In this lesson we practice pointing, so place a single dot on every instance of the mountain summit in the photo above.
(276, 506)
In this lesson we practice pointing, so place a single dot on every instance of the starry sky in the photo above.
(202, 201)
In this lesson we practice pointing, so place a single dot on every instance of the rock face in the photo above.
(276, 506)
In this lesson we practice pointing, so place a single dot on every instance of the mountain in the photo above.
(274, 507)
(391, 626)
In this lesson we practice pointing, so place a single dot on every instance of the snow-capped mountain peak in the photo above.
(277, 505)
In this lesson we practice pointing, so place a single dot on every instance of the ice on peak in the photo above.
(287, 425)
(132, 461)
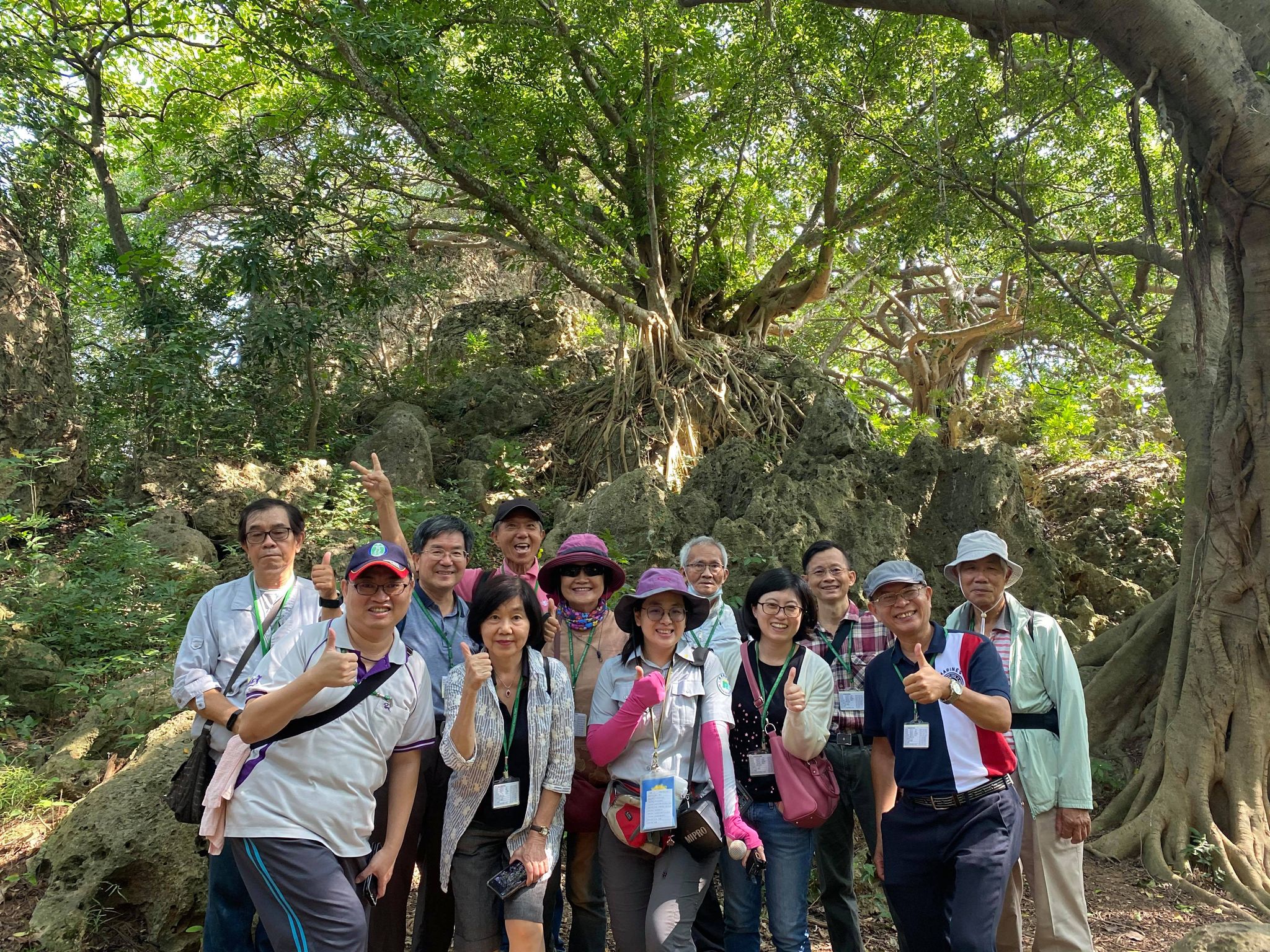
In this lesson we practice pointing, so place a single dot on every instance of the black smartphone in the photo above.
(510, 881)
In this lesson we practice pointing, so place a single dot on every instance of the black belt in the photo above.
(953, 800)
(850, 739)
(1047, 721)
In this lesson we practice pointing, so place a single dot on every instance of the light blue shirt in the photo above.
(219, 632)
(718, 631)
(427, 632)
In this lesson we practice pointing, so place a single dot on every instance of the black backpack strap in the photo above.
(303, 725)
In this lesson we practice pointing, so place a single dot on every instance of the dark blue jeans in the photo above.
(946, 870)
(230, 912)
(789, 867)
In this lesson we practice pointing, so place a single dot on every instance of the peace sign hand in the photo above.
(796, 699)
(375, 482)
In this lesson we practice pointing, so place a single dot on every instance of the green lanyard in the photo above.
(901, 676)
(713, 628)
(511, 731)
(575, 671)
(440, 628)
(769, 695)
(255, 614)
(851, 646)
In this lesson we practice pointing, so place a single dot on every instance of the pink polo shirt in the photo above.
(473, 575)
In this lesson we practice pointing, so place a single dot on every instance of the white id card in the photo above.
(507, 792)
(657, 804)
(851, 701)
(917, 735)
(761, 765)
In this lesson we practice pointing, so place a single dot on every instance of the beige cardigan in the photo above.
(804, 734)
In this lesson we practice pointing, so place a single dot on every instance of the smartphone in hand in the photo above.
(510, 881)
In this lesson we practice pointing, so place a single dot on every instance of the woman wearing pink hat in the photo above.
(580, 579)
(659, 720)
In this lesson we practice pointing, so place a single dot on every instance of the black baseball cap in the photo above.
(511, 506)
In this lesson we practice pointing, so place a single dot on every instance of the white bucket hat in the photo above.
(977, 545)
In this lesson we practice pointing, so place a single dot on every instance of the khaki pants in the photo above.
(1055, 871)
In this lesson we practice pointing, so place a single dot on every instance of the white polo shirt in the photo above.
(322, 785)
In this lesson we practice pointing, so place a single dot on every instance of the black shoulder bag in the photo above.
(699, 828)
(189, 785)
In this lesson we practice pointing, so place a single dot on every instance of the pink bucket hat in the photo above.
(580, 549)
(652, 583)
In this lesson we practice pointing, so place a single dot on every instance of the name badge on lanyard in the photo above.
(917, 735)
(507, 792)
(761, 765)
(851, 701)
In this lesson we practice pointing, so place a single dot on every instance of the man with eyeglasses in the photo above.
(436, 627)
(1050, 739)
(936, 706)
(233, 627)
(704, 564)
(848, 639)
************
## WHAT IS BEING ASKED
Only one thing belongs in the reply: the exact lines of the listing above, from the one with "eyeglasses in the photo above." through its last line.

## ANSWER SECTION
In this lesson we practice pointing, so place a single dot on every instance of the man with eyeglasses in the photo above.
(436, 627)
(1050, 739)
(936, 706)
(233, 627)
(704, 564)
(848, 639)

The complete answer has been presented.